--- TASK LIST ---
1. According to the New Hampshire Executive Council election text, on what date were the party primaries held?
2. Carry on the New Hampshire Executive Council election text from its last sentence.

--- DOCUMENT EXTRACT ---
★ ★ ★ ★ ★
The 2022 New Hampshire Executive Council elections will take place on November 8, 2022, to elect all five members of the Executive Council of New Hampshire. The party primaries were held on September 13.

District 1 
After redistricting, the 1st district includes six of New Hampshire's thirteen charter cities: Berlin, Dover, Franklin, Laconia, Rochester, and Somersworth. Towns in the district include Alton, Belmont, Conway, Durham, Farmington, Gilford, Meredith, Wakefield, and Wolfeboro. The incumbent is Republican Joseph Kenney. Kenney, first elected in 2014 special election, is running for re-election.
★ ★ ★ ★ ★
Segmentation labeling items:
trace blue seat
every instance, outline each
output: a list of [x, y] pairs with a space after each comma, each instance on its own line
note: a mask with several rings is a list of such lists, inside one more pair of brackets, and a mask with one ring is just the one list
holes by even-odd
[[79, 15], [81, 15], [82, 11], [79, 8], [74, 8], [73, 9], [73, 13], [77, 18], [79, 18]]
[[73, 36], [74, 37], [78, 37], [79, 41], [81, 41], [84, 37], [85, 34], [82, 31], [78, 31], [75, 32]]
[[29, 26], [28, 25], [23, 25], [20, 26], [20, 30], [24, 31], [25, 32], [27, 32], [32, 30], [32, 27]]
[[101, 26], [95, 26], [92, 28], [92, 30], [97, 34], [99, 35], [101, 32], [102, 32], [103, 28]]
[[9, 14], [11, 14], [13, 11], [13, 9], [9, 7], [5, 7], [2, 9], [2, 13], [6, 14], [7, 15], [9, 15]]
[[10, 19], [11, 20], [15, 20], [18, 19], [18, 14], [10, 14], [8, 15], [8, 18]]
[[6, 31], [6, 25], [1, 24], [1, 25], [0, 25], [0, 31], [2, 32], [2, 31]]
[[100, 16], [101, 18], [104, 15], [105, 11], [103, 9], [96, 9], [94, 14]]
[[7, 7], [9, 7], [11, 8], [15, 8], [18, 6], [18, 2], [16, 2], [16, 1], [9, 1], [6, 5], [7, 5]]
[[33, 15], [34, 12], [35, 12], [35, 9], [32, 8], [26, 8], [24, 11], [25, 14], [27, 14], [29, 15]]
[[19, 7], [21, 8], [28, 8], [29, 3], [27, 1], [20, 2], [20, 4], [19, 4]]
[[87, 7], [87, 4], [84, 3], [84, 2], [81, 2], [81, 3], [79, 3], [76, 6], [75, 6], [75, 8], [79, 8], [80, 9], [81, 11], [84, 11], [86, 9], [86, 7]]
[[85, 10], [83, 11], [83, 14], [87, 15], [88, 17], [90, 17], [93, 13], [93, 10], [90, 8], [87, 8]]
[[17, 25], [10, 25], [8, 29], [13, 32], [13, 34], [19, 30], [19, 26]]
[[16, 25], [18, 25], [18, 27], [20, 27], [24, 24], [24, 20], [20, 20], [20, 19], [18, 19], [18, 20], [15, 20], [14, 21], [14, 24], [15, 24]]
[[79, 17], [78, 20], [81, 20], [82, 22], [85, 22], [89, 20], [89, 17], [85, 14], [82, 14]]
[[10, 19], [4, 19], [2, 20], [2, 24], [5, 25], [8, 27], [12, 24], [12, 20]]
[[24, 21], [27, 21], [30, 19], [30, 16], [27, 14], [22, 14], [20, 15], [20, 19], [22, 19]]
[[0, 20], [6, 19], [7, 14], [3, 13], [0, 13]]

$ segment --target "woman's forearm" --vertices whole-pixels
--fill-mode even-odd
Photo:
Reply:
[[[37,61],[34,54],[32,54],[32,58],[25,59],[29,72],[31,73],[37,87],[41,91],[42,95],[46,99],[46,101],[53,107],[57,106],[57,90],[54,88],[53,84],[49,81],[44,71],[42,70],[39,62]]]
★ ★ ★ ★ ★
--- SOLVED TASKS ---
1. September 13

2.
Republican nominee 
 Joseph Kenney, incumbent executive councilor

Democratic nominee 
 Dana Hilliard, mayor of Somersworth

General election

District 2 
After redistricting, the 2nd district includes four of New Hampshire's thirteen charter cities: Claremont, Concord, Keene, and Lebanon. Towns in the district include Bow, Charlestown, Hanover, Henniker, Hopkinton, Littleton, Newport, Peterborough, and Plymouth. The incumbent is Democrat Cinde Warmington. First elected in 2020, Warmington is running for re-election.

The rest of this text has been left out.